> **PROBLEM TO WORK ON**
Please show each line in the entries below that contains the word "lawn".

> **GIVEN DATA**
▽

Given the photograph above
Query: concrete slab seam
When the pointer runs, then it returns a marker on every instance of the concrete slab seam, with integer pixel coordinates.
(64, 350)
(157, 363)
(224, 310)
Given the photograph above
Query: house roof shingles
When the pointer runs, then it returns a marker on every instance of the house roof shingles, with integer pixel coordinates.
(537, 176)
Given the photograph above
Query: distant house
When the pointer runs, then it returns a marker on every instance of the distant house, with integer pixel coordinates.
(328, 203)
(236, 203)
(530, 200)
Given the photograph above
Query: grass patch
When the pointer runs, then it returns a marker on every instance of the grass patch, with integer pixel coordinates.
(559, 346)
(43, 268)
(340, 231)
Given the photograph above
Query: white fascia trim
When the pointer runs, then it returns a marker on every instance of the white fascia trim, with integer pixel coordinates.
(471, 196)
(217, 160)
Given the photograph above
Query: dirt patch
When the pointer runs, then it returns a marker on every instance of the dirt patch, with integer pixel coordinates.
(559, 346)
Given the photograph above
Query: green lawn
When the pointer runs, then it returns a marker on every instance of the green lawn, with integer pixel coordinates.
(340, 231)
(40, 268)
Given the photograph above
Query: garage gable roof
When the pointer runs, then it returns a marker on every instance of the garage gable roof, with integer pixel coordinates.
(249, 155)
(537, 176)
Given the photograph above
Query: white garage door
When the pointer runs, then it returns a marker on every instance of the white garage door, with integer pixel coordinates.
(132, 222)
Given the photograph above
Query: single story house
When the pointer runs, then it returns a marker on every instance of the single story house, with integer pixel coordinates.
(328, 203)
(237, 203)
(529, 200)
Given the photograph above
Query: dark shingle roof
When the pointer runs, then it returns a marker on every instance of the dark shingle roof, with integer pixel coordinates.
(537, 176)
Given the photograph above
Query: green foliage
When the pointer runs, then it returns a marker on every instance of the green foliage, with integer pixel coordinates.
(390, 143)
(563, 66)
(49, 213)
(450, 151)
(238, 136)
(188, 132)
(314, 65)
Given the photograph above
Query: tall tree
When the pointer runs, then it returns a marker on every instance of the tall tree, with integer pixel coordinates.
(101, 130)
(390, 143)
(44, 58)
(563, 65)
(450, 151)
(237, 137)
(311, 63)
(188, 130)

△
▽

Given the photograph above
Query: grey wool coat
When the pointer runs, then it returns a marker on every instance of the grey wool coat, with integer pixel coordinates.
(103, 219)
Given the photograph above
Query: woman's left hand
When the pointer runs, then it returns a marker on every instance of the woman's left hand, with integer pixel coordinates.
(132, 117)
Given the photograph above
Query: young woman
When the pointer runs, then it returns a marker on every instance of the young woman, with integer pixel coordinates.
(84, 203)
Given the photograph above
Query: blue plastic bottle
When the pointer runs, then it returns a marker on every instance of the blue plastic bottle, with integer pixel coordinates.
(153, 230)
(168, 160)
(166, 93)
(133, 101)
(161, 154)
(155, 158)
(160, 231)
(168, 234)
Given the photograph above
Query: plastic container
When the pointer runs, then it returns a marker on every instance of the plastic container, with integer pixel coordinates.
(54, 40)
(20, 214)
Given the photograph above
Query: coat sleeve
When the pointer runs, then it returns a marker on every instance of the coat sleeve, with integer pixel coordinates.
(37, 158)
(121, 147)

△
▽

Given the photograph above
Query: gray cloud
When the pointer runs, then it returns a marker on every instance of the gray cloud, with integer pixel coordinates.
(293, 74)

△

> **EXERCISE RESULT**
Query: green lawn
When the pointer runs, then it returns a marker on every instance of the green lawn, with integer pixel coordinates.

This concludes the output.